▶ The request: Which lines in the material below contain the string "pavement"? Copy each one out, treating uppercase and lowercase as different.

▶ Records supplied:

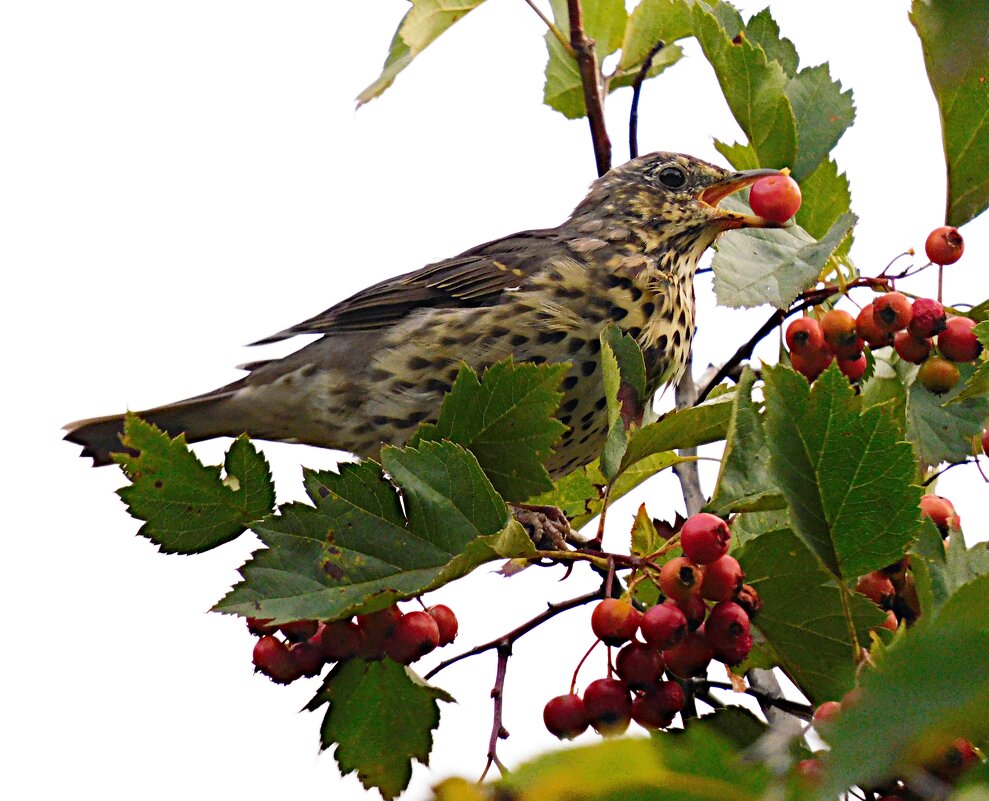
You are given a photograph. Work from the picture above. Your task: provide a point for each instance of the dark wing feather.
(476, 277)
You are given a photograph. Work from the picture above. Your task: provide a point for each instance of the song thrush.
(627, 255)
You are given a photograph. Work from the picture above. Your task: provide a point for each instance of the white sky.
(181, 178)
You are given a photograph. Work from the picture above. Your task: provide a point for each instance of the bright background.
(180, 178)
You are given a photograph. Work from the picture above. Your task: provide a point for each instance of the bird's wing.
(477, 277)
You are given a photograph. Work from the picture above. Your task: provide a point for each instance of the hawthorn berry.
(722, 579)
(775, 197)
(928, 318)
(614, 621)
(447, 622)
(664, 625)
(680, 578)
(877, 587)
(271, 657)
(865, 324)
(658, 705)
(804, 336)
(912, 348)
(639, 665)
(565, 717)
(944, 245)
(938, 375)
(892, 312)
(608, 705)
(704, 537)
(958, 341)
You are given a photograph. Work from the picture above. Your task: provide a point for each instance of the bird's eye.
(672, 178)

==

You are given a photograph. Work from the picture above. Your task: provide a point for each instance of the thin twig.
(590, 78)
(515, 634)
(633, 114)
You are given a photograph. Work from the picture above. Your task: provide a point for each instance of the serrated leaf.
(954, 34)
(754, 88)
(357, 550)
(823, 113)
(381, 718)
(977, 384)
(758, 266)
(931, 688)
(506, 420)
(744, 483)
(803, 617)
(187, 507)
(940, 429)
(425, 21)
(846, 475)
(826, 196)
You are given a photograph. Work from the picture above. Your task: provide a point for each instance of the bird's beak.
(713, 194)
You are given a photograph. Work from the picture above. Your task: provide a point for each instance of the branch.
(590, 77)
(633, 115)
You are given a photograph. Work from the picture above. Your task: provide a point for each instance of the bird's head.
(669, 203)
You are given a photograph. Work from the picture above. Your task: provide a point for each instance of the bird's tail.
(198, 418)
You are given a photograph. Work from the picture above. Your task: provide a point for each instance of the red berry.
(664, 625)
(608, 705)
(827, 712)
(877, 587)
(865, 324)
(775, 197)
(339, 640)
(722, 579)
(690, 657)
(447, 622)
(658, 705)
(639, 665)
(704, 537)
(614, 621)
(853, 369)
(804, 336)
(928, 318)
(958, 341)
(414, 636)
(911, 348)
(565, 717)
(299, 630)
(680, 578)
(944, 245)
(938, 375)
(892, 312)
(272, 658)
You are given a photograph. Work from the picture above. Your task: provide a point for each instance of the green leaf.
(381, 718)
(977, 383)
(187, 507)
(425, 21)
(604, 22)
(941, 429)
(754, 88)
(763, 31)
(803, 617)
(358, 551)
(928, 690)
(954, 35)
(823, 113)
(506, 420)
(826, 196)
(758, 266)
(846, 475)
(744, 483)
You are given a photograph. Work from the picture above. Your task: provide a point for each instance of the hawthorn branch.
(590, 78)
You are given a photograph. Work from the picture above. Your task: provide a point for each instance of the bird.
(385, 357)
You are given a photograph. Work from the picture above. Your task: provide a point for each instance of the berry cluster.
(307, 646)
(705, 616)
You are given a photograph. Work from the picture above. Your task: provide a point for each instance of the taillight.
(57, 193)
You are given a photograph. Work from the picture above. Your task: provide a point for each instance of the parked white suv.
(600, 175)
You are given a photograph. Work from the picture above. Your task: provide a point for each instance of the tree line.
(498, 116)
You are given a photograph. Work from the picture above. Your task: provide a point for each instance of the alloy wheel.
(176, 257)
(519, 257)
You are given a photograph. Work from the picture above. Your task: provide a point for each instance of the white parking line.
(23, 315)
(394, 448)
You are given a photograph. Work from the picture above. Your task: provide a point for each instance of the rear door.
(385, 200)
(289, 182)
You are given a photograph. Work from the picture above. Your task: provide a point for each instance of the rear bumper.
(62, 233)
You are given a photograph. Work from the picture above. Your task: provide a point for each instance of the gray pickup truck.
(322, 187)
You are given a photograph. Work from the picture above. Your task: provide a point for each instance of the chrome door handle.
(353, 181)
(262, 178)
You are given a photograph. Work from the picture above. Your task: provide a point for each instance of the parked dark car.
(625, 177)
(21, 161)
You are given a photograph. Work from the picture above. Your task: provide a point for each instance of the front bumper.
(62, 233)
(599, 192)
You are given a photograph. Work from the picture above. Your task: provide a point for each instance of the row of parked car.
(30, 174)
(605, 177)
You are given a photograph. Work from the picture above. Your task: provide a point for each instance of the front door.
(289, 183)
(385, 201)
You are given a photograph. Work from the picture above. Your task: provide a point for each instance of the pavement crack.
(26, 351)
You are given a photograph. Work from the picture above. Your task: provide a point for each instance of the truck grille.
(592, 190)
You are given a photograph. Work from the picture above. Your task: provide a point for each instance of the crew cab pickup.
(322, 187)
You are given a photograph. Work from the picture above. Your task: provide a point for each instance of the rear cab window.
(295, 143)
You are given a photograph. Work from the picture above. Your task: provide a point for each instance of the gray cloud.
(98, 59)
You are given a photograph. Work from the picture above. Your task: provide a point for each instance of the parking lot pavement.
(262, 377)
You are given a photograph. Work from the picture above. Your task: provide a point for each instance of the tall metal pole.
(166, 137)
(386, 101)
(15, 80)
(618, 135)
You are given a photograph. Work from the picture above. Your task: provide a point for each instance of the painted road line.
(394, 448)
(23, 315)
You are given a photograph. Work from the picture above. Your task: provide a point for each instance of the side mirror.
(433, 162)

...

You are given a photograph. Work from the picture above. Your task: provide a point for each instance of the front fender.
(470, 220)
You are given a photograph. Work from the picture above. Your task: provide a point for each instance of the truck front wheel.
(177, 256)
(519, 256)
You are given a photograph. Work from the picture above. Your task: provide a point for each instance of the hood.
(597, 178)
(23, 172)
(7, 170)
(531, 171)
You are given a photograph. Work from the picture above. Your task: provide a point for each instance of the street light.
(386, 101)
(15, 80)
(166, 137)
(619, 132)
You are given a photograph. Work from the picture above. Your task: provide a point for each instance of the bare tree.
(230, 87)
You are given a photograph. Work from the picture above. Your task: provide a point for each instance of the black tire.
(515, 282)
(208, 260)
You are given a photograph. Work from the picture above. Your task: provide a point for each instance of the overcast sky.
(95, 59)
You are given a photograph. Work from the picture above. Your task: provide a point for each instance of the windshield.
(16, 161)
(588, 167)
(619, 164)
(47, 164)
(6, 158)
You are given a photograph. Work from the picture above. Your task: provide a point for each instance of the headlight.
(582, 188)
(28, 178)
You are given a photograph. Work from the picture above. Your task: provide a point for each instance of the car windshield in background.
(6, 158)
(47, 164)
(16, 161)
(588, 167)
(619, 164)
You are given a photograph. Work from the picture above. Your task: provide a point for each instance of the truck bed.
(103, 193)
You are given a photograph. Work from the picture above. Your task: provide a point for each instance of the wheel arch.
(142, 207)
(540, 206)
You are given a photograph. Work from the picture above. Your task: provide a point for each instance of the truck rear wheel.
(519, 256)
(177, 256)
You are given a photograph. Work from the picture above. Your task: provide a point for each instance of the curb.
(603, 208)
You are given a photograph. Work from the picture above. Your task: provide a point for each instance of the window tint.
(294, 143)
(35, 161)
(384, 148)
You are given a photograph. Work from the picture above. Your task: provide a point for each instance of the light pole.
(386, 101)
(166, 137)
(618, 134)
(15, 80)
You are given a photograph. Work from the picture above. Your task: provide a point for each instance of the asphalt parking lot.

▶ Output of the exercise:
You are given a photograph. Work from the picture above. Your task: provide a point for each instance of the pavement crack.
You are given a photograph. Work from the picture above. Your task: provide a point for each instance of the parking lot pavement.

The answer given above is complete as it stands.